Entries drawn from a collection

=-=-=-=-=

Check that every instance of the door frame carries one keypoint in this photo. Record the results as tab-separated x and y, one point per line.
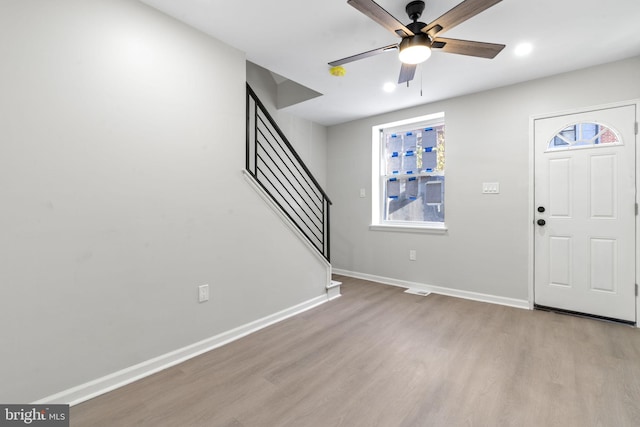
531	195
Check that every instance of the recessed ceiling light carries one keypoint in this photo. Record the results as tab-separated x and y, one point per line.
389	87
523	49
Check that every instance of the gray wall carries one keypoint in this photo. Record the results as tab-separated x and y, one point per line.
121	149
487	140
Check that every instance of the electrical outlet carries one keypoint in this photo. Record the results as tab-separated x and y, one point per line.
203	293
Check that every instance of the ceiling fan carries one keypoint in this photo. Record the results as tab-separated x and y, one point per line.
418	38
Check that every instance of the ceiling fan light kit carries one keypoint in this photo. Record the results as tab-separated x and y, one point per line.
415	49
419	39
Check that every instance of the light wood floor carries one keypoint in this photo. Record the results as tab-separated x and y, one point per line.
380	357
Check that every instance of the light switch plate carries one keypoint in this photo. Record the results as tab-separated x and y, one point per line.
490	187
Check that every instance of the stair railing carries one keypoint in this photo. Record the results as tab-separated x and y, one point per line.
282	174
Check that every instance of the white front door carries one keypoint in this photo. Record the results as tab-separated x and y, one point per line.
585	212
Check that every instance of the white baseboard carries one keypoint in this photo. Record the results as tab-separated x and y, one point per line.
91	389
475	296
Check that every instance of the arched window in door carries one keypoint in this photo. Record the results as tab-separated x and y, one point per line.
584	135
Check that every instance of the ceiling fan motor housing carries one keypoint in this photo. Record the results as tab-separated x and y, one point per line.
414	9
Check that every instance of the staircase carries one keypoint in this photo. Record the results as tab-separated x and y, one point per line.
276	167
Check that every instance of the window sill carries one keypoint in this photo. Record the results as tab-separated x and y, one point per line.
402	228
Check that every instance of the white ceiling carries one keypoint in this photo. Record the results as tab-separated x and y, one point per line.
297	38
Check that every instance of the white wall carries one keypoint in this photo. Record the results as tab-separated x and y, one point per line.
487	140
121	149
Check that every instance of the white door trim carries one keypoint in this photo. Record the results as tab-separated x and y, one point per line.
530	215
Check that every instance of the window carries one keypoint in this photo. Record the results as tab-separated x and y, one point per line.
584	134
408	167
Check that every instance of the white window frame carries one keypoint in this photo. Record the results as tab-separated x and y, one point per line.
377	221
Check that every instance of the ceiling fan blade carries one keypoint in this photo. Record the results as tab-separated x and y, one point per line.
363	55
465	10
466	47
374	11
407	72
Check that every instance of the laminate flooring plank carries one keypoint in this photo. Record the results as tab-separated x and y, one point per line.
380	357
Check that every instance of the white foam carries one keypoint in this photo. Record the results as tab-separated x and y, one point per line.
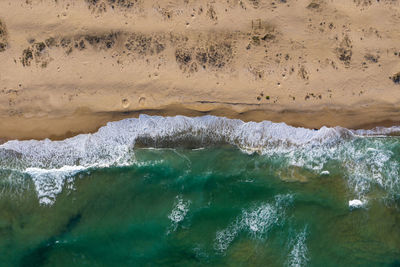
178	213
366	161
49	182
357	203
256	221
298	255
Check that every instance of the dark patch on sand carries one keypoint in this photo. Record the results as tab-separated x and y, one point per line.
101	6
213	55
396	78
3	37
145	45
344	51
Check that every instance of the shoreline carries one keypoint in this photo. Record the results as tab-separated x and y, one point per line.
69	67
85	121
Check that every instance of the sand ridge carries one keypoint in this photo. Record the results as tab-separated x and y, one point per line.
308	63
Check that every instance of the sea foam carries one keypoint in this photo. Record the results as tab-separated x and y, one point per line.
366	161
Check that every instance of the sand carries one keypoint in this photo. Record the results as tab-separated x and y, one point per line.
68	67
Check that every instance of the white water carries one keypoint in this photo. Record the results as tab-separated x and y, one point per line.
366	161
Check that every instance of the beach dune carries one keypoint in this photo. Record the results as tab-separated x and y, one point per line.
68	67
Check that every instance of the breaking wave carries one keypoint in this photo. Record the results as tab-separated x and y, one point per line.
366	159
257	221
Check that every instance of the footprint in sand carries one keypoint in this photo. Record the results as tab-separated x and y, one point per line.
125	103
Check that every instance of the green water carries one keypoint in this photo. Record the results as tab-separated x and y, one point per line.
216	206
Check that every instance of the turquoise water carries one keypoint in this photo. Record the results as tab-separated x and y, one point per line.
203	191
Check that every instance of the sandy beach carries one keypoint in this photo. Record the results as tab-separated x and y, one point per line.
69	67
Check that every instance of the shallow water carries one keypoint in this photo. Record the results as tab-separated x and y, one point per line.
214	192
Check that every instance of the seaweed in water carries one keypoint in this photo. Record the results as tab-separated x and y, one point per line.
38	256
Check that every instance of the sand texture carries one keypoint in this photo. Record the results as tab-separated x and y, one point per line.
68	67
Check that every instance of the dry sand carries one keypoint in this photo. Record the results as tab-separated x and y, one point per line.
68	67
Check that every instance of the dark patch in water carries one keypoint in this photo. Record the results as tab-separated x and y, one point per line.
38	256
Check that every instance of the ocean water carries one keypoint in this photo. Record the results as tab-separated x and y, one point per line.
178	191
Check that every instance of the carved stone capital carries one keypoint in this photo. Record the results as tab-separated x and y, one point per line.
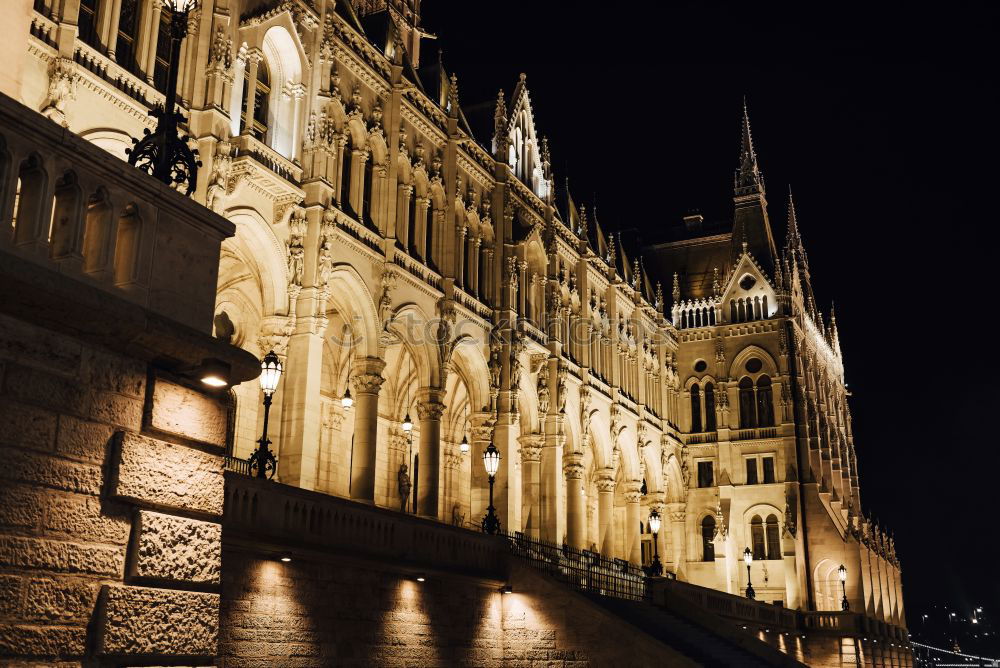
605	480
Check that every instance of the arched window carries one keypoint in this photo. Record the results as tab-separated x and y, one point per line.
773	538
695	409
709	407
757	538
261	97
765	405
748	409
128	33
707	534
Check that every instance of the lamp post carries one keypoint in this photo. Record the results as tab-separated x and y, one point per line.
842	574
655	568
748	559
262	460
164	154
491	460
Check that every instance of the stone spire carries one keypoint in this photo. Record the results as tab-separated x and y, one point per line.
749	180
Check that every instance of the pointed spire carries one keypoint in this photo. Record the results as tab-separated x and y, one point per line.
453	96
748	177
792	238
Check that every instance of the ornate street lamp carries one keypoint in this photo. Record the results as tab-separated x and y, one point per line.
748	559
656	568
262	460
164	154
842	574
491	460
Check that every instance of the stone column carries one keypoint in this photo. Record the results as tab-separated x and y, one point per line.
678	536
366	381
576	501
531	455
605	480
633	521
429	410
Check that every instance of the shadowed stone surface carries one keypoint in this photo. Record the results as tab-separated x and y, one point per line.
177	548
141	621
164	474
184	412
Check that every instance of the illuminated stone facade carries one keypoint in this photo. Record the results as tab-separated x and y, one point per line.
388	242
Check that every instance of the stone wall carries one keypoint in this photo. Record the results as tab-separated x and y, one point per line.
313	612
110	543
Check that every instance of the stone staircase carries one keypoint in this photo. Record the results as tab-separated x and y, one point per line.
705	646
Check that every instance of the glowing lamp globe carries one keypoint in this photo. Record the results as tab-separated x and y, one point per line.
491	460
654	521
270	373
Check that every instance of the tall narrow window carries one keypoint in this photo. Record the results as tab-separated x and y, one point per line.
748	408
707	534
765	405
705	477
261	92
709	407
162	63
128	32
768	469
695	409
345	180
87	22
773	538
757	538
366	202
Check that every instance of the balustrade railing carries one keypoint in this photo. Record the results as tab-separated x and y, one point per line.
582	569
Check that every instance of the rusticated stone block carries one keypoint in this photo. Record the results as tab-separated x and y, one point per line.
63	599
182	411
42	641
158	473
55	555
143	621
107	371
81	439
41	469
177	548
26	426
82	517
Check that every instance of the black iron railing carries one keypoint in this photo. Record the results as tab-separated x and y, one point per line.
582	569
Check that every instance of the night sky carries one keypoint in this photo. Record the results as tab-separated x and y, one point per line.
884	124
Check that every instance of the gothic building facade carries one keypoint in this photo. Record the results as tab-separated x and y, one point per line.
416	256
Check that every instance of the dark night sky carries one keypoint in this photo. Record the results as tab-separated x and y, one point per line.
885	125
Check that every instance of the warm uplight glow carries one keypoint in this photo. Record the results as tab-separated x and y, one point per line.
491	460
270	373
180	5
214	373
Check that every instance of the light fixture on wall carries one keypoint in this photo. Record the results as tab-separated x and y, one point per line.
491	460
262	462
655	568
842	574
748	559
164	153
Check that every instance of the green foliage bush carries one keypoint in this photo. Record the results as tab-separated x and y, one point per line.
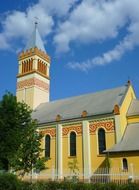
11	182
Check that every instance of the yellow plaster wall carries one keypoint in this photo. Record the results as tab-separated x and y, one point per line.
51	163
26	95
98	161
124	108
132	159
133	119
66	156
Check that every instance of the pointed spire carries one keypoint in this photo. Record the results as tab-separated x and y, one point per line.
35	40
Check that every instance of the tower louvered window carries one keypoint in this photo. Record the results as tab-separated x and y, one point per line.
72	144
101	140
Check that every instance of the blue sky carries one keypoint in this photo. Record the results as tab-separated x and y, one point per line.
94	45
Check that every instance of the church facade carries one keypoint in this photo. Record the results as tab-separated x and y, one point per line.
92	129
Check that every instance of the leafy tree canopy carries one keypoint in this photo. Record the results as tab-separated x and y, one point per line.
19	137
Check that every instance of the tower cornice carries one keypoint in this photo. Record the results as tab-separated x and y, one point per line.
34	51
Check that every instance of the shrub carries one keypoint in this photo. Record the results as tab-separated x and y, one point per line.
9	182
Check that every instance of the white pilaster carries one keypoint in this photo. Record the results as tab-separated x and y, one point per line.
59	150
86	150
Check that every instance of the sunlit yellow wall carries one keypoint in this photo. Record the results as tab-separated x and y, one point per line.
98	161
133	119
132	159
124	108
66	156
77	128
51	163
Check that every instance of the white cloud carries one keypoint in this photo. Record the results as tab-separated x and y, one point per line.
97	21
59	7
89	21
19	24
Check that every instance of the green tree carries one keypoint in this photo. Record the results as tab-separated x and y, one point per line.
19	137
27	156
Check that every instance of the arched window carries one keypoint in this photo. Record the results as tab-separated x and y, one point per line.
47	146
101	140
72	144
125	164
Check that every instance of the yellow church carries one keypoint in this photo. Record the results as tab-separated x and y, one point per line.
88	130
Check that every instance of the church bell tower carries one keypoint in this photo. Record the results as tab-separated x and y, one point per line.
33	76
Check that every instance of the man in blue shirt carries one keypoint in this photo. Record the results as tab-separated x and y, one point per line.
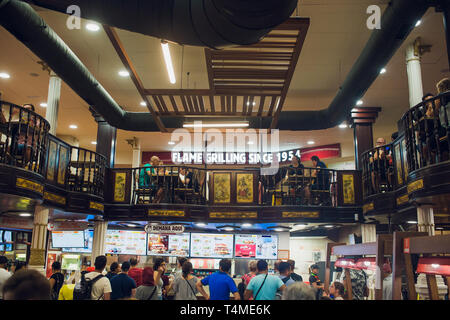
122	285
263	286
220	283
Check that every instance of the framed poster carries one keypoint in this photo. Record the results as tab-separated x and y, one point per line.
51	160
222	188
63	163
244	187
348	188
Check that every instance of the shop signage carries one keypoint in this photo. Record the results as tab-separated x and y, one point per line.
160	228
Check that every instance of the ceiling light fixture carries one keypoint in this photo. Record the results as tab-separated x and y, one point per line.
216	125
168	60
92	27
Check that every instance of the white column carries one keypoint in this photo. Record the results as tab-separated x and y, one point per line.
369	232
39	239
414	73
425	220
98	243
54	93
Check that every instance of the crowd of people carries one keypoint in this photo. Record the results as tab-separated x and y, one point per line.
126	281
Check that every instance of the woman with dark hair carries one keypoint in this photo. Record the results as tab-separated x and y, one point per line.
159	268
56	280
147	291
185	286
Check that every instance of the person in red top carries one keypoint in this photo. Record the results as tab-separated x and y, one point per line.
135	273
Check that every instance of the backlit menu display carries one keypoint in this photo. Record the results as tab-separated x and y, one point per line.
267	247
168	245
208	245
126	242
245	245
68	239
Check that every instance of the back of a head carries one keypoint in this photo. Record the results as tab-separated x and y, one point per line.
125	266
299	291
443	85
133	262
284	267
27	285
186	268
225	265
262	265
100	263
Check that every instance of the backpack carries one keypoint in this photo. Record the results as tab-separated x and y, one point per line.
83	289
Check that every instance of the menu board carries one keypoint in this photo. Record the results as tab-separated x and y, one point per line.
88	238
126	242
267	247
168	245
208	245
68	239
245	245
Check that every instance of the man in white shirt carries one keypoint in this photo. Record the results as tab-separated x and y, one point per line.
4	274
101	290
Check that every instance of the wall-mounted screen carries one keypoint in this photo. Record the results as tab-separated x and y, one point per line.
5	236
126	242
209	245
168	245
88	238
267	247
68	239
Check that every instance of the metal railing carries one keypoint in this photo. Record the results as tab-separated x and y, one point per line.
427	132
86	172
23	137
193	185
378	170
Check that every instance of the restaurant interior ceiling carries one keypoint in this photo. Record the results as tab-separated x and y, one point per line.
336	36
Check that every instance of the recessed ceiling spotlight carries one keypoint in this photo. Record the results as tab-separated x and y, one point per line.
92	26
25	214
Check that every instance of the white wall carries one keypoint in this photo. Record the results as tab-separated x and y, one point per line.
302	250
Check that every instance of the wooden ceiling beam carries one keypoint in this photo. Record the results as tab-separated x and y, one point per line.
118	46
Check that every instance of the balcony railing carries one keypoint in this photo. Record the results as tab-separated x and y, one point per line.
23	137
427	132
224	187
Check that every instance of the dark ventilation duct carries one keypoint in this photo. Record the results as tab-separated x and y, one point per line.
211	23
398	21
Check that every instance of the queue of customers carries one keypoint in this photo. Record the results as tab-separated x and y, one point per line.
127	281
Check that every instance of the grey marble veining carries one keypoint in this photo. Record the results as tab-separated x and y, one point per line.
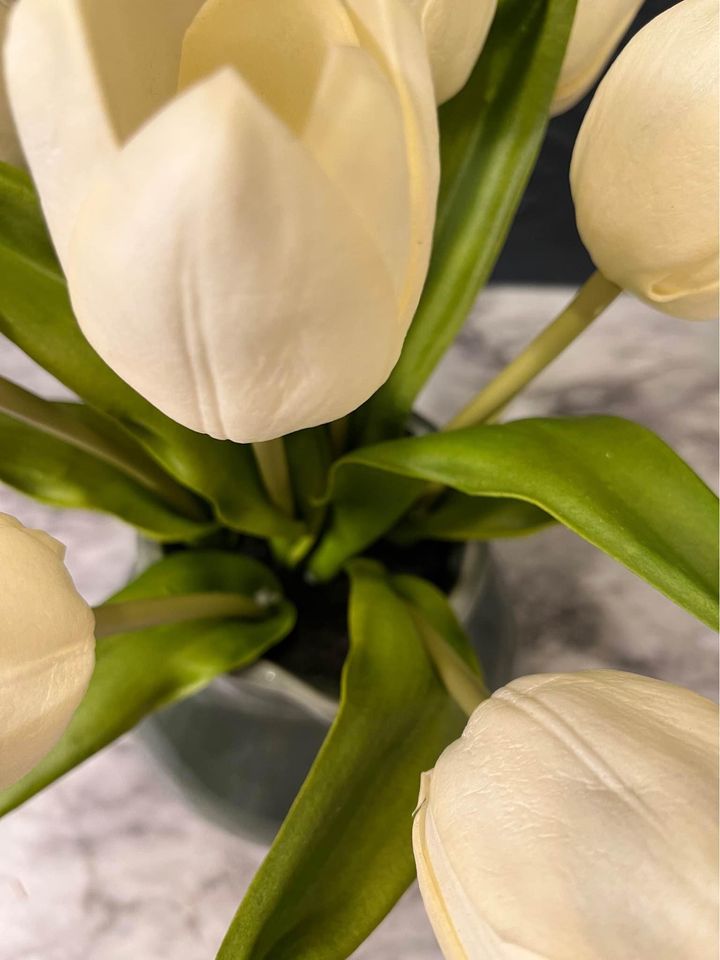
110	864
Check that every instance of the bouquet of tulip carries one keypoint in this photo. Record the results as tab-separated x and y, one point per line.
254	236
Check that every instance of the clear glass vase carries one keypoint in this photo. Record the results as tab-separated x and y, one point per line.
240	749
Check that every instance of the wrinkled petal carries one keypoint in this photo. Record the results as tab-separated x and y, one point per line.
557	826
356	133
455	32
278	47
249	275
388	30
645	169
596	31
46	647
82	75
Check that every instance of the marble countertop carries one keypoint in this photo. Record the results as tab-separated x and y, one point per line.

=-=-=-=-=

**Task to complete**:
Can you reproduce word for word everything from the line containing "Check that every instance of the bouquet" down to the end of the data, including both ends?

**Exercise result**:
Check that every instance of the bouquet of tulip carries one keypoint in this photo. Record the results as tab-separated x and y, one point per line.
254	236
Check that every instance of the clear glass vase carries one keypoint in this photo. Record the results as tab-separated x and y, one point per line.
240	749
Check that every instance of the wrinkled petal carries one keypoint in this photo. Record the results as tab-separated x and y, one point per line.
557	826
356	133
455	32
278	47
249	275
388	30
645	169
596	31
46	647
82	75
Check that every instance of the marble countertop carries one keypoint in this photo. Record the results as tab-separated x and y, one point per line.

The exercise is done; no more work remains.